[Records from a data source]
Segment Open

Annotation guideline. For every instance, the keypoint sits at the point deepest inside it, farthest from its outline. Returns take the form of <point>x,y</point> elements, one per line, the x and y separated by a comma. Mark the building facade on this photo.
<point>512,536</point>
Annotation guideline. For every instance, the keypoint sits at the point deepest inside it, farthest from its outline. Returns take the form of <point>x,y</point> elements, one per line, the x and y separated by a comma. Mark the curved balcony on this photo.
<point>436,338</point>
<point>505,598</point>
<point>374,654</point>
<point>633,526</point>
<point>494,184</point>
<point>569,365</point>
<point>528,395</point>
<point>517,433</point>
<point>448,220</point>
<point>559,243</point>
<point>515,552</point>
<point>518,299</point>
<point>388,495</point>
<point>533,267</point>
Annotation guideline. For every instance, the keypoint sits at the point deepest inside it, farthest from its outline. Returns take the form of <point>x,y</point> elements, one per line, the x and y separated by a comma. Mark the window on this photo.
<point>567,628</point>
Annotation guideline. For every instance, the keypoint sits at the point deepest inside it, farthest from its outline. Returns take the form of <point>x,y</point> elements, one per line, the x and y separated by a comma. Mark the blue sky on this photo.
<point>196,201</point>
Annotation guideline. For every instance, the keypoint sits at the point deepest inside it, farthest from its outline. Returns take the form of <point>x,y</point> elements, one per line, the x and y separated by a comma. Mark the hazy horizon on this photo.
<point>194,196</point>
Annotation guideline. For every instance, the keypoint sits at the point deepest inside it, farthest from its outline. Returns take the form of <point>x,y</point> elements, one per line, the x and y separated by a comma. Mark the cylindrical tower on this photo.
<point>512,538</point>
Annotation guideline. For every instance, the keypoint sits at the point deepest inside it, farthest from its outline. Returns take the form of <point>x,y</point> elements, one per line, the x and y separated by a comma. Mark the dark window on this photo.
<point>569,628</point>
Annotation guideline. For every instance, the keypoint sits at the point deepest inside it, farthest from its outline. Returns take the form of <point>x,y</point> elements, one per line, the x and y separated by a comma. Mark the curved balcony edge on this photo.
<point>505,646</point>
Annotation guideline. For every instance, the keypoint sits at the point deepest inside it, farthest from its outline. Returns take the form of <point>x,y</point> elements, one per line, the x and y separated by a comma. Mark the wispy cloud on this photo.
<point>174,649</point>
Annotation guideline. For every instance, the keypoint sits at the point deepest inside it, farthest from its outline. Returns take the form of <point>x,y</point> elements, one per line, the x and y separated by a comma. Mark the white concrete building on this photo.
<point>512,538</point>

Segment Closed

[Task brief]: Looking at the records above, please output exactly the lines that run from the one holding "cloud on this photo." to the final line, and only those.

[Exercise response]:
Annotation guideline. For every instance, the keypoint sits at the point deepest inside it, farthest from its outline. Returns take the form of <point>x,y</point> elements, one per line, the x and y separated by a comma. Mark the wispy cloud on this photo.
<point>174,649</point>
Annotation guideline. For every instance, the keypoint sits at the point deepest inside it, farthest from its outline. Returns take the form of <point>x,y</point> elements, one per line, the x and y separated by a comma. Mark the white concrete building on this photo.
<point>512,538</point>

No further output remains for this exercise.